# Document segment

-- start --

That the Committee has considered the draft Electricity Capacity Mechanism (Amendment) Regulations 2024.

Good morning and happy new year to all members of the Committee. It is a pleasure to serve under your chairmanship this morning, Mr Efford.

The instrument revokes and alters several provisions of the assimilated regulation 2019/943 of the European Parliament and of the European Council of 5 June 2019 on the internal market for electricity relating to the capacity market, which from now on I shall refer to as the assimilated electricity regulation. Before I outline the provisions of the draft regulations, I shall briefly give some context.

Great Britain’s capacity market was introduced in 2014. It is designed to ensure that sufficient electricity capacity is available to meet future predicted demand, to maintain security of electricity supply. It is our main tool for that purpose, providing all forms of existing and new-build capacity with the right incentives to be on the system when we need them. It covers generation, storage, consumer-led flexibility and interconnection capacity. Capacity markets auctions are held annually one year and four years ahead of delivery to ensure that we have supply when we need it and to meet future peak demand in a range of scenarios, based on advice from the capacity market delivery body, the National Energy System Operator.

Since its introduction, the capacity market has contributed to investment in just under 19 GW of new, flexible capacity needed to replace older, less efficient plant as we transition to the net zero economy. The capacity market was originally approved under European Union state aid rules for a period of 10 years. Following the UK’s withdrawal from the EU, a requirement in EU law for approval of up to 10 years was brought into our domestic law as part of the assimilated electricity regulation. To date, the capacity market has been successful in ensuring that Great Britain has adequate electricity capacity to meet demand, and it continues to be required to maintain security of supply and investor confidence. This will be increasingly important as further sectors of the economy are decarbonised through the transition to net zero, increasing demand for electricity.

The draft regulations revoke and alters certain provisions relating to capacity mechanisms in the assimilated electricity regulation, including article 21(8), which requires that

“Capacity mechanisms shall be temporary and shall be approved for no longer than 10 years”,

and other references to such mechanisms being temporary. The draft instrument also revokes several provisions that require minor correction following changes made for the UK’s withdrawal from the EU, or that impose requirements that are no longer considered to be necessary. We are making these changes now because of the ongoing need for the capacity market to ensure sufficient investment in reliable electricity capacity.

The domestic subsidy control regime was introduced after our withdrawal from the EU. It does not require subsidy schemes to be granted an approval or to be limited for a specified period. The approval requirement in the assimilated electricity regulation does not, therefore, reflect our post-EU exit arrangements. It is of course important to keep the capacity market under review, and there are several controls in domestic legislation, such as the Secretary of State’s discretion not to hold auctions, as well as a statutory requirement to review the capacity market every five years, which provides an opportunity to review the need for the scheme. They will all be retained in the domestic capacity market legislative framework.

-- end --

# Exercise requirements
1: Transcribe the capacity market speech between "The draft regulations revoke" and "reliable electricity capacity.", inclusive.
2: According to the capacity market speech, how often does domestic law require the capacity market to be reviewed?
3: Write the next part of the capacity market speech, picking up after its last sentence.
The lines after this point come from a separate, unrelated source.

# Dataset content
-- start --

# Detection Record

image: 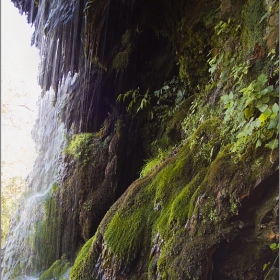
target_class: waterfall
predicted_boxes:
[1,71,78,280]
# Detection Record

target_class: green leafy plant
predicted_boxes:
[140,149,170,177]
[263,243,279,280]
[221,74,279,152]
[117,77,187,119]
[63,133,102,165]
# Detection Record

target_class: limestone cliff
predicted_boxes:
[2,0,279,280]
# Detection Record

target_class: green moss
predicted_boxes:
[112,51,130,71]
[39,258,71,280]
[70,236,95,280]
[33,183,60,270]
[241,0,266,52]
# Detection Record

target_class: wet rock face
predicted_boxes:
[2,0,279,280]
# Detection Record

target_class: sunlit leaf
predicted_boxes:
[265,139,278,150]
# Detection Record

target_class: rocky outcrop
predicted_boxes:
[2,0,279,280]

-- end --
-- start --

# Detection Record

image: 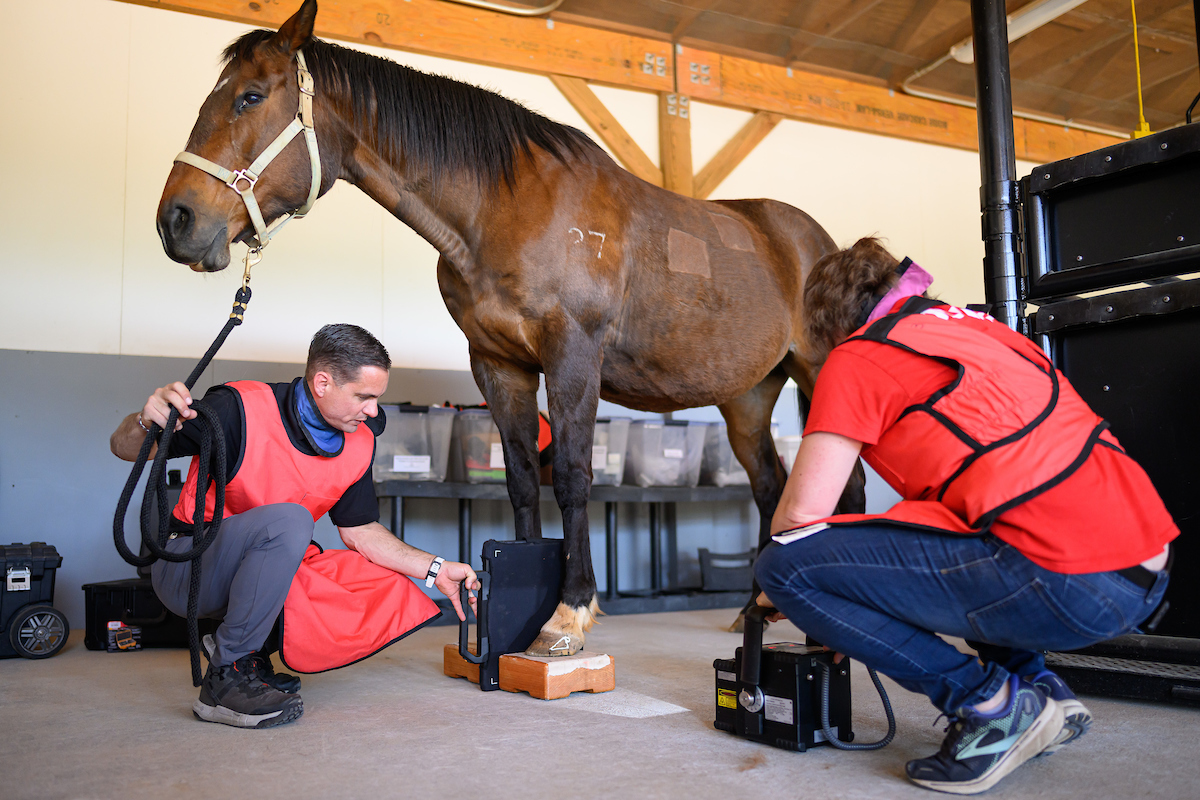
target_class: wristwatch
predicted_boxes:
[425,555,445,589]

-- end --
-- start --

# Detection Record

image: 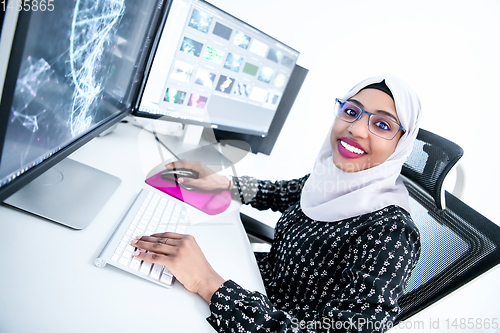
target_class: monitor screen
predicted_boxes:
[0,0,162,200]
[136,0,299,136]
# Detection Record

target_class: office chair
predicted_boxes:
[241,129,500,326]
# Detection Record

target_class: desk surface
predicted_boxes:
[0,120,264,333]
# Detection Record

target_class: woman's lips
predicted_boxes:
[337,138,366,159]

-- end --

# Answers to each task
1:
The draft regulations revoke and alters certain provisions relating to capacity mechanisms in the assimilated electricity regulation, including article 21(8), which requires that

“Capacity mechanisms shall be temporary and shall be approved for no longer than 10 years”,

and other references to such mechanisms being temporary. The draft instrument also revokes several provisions that require minor correction following changes made for the UK’s withdrawal from the EU, or that impose requirements that are no longer considered to be necessary. We are making these changes now because of the ongoing need for the capacity market to ensure sufficient investment in reliable electricity capacity.

2: Every five years.

3:
The draft instrument revokes and alters certain provisions related to capacity mechanisms in the assimilated electricity regulation, including the requirement for an approval lasting no longer than 10 years and references to capacity mechanisms being temporary. The aim is to ensure that our domestic legislative arrangements reflect the continued operation of the capacity market, which is Great Britain’s main mechanism for ensuring security of electricity supply. I commend the draft regulations to the Committee.

09:32
Andrew Bowie Portrait Andrew Bowie (West Aberdeenshire and Kincardine) (Con)
- Hansard - - - Excerpts

It is a pleasure to serve under your chairmanship, Mr Efford. Good morning and happy new year. It is good to be back in this Committee dealing with yet another piece of delegated legislation.

The draft regulations make changes necessary for the operation of the capacity market outwith the EU and sensibly revokes the 10-year approval requirement. On that basis, I do not oppose it and we will not stand in the way of business today.

The capacity market scheme was introduced in 2014, as part of the electricity market reform, to ensure security of electricity supply by providing payments for reliable sources of electricity generation capacity, or in some cases for reduced demand. In 2013, the Government identified that while introducing renewable energy sources into the energy mix,

“The amount of gas capacity we will need to call on at times of peak demand will remain high, with potentially significant amounts of new gas generating capacity required by 2030.”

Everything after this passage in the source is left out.